WHAT TO DO ::
Every line of the data below that holds the string "wrist" needs to be reported.
___ RECORDS FOR THIS TASK ___
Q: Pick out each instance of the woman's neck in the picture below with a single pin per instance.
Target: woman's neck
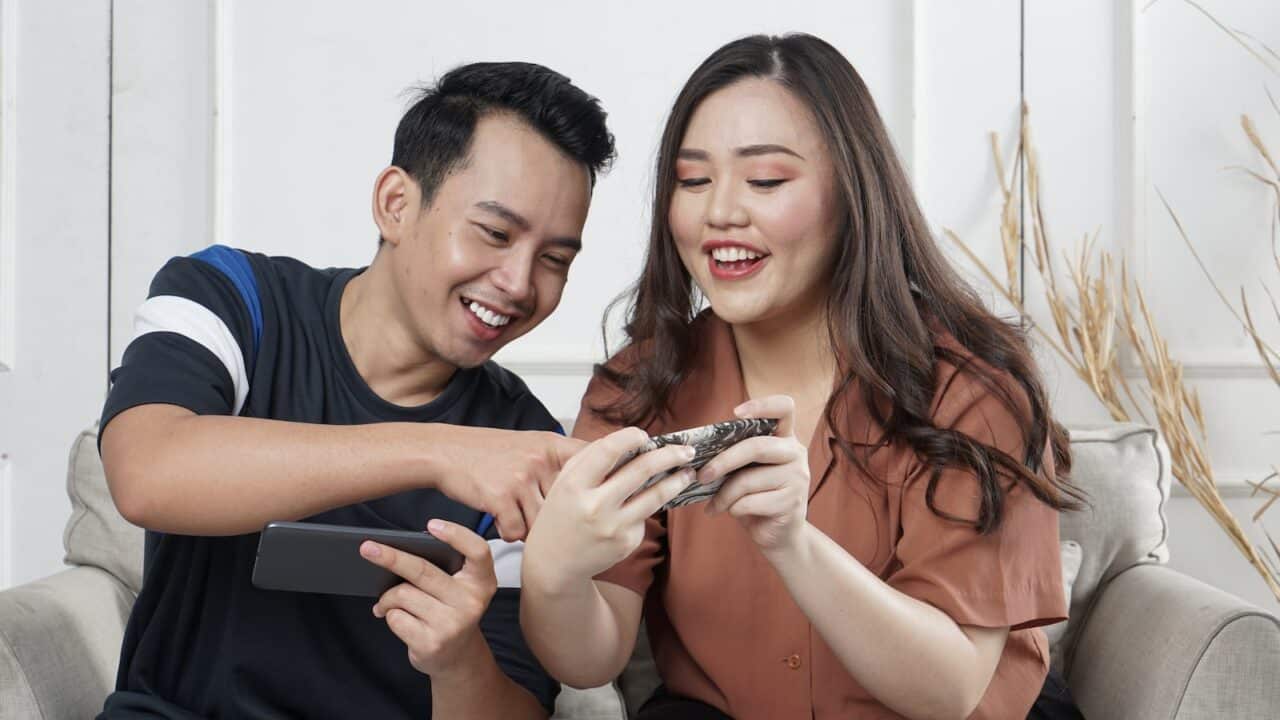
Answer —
(789, 356)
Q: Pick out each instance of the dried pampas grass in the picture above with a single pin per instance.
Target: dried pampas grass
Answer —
(1086, 319)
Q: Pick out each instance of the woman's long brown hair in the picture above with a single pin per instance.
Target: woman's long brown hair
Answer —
(890, 283)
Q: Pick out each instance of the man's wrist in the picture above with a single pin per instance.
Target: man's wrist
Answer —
(435, 451)
(472, 664)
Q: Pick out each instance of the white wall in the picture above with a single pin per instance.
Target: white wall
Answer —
(263, 124)
(54, 223)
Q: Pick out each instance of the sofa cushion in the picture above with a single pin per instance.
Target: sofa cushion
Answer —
(96, 534)
(1072, 557)
(1125, 470)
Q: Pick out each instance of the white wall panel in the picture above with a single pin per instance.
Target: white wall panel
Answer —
(59, 220)
(161, 146)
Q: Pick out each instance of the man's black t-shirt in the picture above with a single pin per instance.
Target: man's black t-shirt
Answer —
(236, 333)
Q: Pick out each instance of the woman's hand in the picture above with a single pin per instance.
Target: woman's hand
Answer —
(588, 524)
(768, 491)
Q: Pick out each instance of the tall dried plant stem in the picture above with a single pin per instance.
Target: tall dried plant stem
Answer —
(1084, 337)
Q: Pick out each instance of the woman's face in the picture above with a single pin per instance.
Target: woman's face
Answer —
(754, 209)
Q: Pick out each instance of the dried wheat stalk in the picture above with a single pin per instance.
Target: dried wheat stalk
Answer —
(1083, 335)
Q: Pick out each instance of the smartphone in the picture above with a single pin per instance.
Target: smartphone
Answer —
(707, 441)
(325, 559)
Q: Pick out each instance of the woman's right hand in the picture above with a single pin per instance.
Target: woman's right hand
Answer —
(588, 524)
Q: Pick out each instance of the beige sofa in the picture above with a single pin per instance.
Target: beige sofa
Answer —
(1143, 642)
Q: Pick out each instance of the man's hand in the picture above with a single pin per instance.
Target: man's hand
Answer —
(434, 614)
(507, 474)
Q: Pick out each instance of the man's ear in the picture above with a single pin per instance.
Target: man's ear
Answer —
(394, 194)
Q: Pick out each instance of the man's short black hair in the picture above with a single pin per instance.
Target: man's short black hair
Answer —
(434, 136)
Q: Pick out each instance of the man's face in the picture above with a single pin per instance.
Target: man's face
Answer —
(487, 261)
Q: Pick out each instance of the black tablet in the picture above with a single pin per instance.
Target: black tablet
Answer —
(325, 559)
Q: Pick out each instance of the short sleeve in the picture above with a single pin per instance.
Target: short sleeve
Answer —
(1010, 577)
(195, 338)
(635, 573)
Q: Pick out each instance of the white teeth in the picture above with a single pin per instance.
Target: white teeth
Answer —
(488, 317)
(734, 254)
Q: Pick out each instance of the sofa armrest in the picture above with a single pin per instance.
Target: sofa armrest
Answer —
(60, 643)
(1160, 645)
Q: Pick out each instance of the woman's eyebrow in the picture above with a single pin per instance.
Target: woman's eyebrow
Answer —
(745, 151)
(754, 150)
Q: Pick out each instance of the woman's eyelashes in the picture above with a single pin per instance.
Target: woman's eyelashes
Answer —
(763, 183)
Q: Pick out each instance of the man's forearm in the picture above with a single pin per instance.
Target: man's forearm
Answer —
(478, 689)
(218, 475)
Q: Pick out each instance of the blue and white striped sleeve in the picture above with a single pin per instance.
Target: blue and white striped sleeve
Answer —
(196, 337)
___
PROBLEM SOLUTION ::
Q: Pick out each instance of the man's wrist in the picture above with a single pin per instance.
Target: man's wrist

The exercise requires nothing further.